# START OF Provided entries
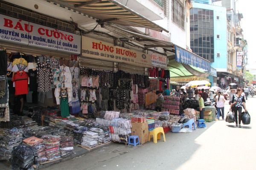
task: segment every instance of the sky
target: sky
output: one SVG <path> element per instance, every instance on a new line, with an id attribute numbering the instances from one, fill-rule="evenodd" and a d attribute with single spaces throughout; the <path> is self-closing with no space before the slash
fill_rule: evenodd
<path id="1" fill-rule="evenodd" d="M 237 13 L 243 14 L 243 18 L 241 19 L 240 25 L 244 31 L 244 38 L 246 40 L 248 44 L 248 65 L 246 68 L 256 69 L 256 57 L 253 51 L 256 47 L 256 34 L 254 31 L 254 26 L 256 22 L 254 19 L 253 11 L 256 6 L 255 0 L 235 0 Z M 221 2 L 216 2 L 216 5 L 221 6 Z"/>
<path id="2" fill-rule="evenodd" d="M 256 6 L 256 0 L 237 0 L 236 3 L 236 11 L 243 14 L 243 18 L 241 19 L 240 25 L 244 31 L 244 38 L 247 40 L 248 44 L 248 65 L 247 68 L 256 69 L 256 34 L 255 26 L 256 22 L 254 17 L 253 11 Z"/>

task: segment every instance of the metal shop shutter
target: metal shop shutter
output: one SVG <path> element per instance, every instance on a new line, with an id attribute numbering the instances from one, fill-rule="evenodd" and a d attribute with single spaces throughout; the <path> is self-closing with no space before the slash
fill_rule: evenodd
<path id="1" fill-rule="evenodd" d="M 103 60 L 96 59 L 86 57 L 80 57 L 80 66 L 98 70 L 113 71 L 113 62 Z"/>
<path id="2" fill-rule="evenodd" d="M 145 74 L 145 68 L 144 67 L 130 65 L 127 64 L 119 62 L 117 65 L 119 70 L 131 73 L 140 74 Z"/>

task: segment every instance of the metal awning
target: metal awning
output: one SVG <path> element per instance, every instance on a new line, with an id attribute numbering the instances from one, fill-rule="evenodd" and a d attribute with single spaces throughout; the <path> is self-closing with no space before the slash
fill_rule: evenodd
<path id="1" fill-rule="evenodd" d="M 169 31 L 115 0 L 50 0 L 99 20 L 123 26 Z"/>

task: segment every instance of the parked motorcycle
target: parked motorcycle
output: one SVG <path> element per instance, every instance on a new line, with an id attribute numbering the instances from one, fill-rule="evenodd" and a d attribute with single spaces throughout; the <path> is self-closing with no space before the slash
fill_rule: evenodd
<path id="1" fill-rule="evenodd" d="M 255 94 L 254 91 L 251 91 L 250 92 L 250 94 L 252 96 L 252 97 L 253 97 L 253 96 L 255 95 Z"/>

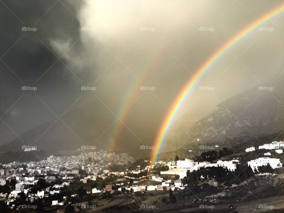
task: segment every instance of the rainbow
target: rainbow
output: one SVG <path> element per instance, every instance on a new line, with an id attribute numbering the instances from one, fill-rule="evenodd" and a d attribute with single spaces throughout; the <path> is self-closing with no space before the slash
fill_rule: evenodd
<path id="1" fill-rule="evenodd" d="M 152 49 L 154 50 L 151 54 L 148 55 L 146 62 L 143 63 L 138 78 L 135 78 L 132 82 L 122 99 L 123 101 L 116 114 L 122 121 L 123 121 L 126 117 L 126 114 L 125 113 L 126 111 L 136 101 L 136 99 L 135 98 L 138 98 L 138 95 L 140 91 L 140 87 L 143 85 L 144 80 L 152 68 L 153 65 L 156 62 L 159 56 L 161 54 L 161 52 L 163 50 L 163 46 L 160 46 L 159 47 L 158 45 L 159 45 L 157 42 L 156 45 L 153 47 Z M 116 144 L 119 139 L 123 126 L 122 123 L 119 120 L 115 122 L 114 124 L 107 141 L 106 146 L 106 150 L 109 150 L 110 152 L 114 151 Z"/>
<path id="2" fill-rule="evenodd" d="M 258 27 L 283 11 L 284 4 L 271 11 L 256 21 L 248 25 L 227 41 L 224 46 L 221 47 L 208 58 L 199 68 L 194 77 L 189 80 L 179 93 L 171 106 L 169 112 L 164 120 L 159 129 L 157 138 L 154 141 L 154 145 L 155 147 L 155 149 L 153 150 L 150 158 L 150 165 L 153 165 L 156 161 L 165 137 L 172 124 L 173 119 L 189 93 L 192 91 L 199 79 L 221 58 L 228 49 L 232 48 L 238 41 L 241 40 Z"/>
# END OF Provided entries
What the task requires: Collect every line above that contains the string "segment". Case counts.

Written reply:
task: segment every instance of the sky
task: segment every instance of the metal shop shutter
task: segment every instance of the metal awning
task: segment every instance of the parked motorcycle
task: segment every instance of the rainbow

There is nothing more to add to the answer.